TASKS TO COMPLETE:
- a) According to the Linux mini book text, how many bits are grouped together to make a byte?
- b) Reproduce the stretch of the rows from their first line through the line containing "positive clicks: (996, 209)", both ends included.

PASSAGE:
/linux_for_non_programmers

A (mini) book that teaches linux to non-programmers.

About Book

This (mini) book teaches you about the fundamentals of linux.

  1. It assumes you are an absolute beginner (thus everything will be taught, nothing will be assumed).
  2. Only the really important and very commonly used concepts/tools will be covered.
  3. You will get enough of a foundation to be able to discover and learn additional concepts/tools by yourself.

Bits, Bytes, Numbers, Characters

Computers only deal with numbers, but we often need them to deal with text, so how does that happen?

As just mentioned, computers only store numbers. They store numbers as sequencies of 0s and 1s. Each 0 (or 1) is refered to as a bit. If you group 8 of these bits together, you get a byte.

A byte can have many different patterns of 0s and 1s. Here are just a few examples:

You can assign a number to each pattern.

Now, you can think of the sequence of 0s and 1s (bits) as numbers, because each byte pattern represents a certain number. We can go a step further, and assign a character to each number. For example, we can say that the number 1 represents the character a, the number 2 represents the character b, the number 3 represents the character c, and so on.

(Items listed in a dataset)
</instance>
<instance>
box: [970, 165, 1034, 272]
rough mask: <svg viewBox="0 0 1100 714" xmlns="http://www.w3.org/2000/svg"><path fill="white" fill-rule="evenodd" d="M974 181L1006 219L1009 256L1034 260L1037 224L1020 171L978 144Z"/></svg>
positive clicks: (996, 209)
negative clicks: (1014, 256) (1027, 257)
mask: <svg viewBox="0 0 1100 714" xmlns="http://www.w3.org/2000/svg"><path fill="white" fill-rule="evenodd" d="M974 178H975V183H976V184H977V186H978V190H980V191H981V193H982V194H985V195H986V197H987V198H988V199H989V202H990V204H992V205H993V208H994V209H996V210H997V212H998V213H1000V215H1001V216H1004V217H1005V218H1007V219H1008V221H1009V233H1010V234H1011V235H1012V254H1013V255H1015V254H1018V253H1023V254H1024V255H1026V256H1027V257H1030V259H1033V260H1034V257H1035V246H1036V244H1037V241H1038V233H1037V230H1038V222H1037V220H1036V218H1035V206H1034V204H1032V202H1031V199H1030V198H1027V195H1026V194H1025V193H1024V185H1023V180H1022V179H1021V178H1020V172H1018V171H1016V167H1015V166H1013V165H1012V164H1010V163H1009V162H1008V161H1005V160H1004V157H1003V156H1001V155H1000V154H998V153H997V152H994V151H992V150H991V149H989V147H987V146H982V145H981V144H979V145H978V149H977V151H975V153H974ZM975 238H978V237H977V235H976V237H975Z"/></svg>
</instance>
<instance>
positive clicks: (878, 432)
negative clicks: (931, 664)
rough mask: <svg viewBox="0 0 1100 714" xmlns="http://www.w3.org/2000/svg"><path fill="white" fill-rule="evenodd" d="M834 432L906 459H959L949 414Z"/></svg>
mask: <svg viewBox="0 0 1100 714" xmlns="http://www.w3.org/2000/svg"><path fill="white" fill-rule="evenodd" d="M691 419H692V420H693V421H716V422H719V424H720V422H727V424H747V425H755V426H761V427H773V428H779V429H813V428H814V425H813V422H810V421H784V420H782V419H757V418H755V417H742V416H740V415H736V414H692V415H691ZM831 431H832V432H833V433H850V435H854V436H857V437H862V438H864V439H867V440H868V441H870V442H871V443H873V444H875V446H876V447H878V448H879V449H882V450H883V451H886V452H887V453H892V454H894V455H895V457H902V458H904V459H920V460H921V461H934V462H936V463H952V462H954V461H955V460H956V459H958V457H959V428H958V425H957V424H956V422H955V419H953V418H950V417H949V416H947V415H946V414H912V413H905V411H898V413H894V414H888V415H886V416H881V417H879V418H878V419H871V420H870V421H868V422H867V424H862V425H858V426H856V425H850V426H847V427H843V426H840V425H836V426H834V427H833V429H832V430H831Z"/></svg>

RESPONSES BY TASK:
- a) 8 bits.

- b)
</instance>
<instance>
box: [970, 165, 1034, 272]
rough mask: <svg viewBox="0 0 1100 714" xmlns="http://www.w3.org/2000/svg"><path fill="white" fill-rule="evenodd" d="M974 181L1006 219L1009 256L1034 260L1037 224L1020 171L978 144Z"/></svg>
positive clicks: (996, 209)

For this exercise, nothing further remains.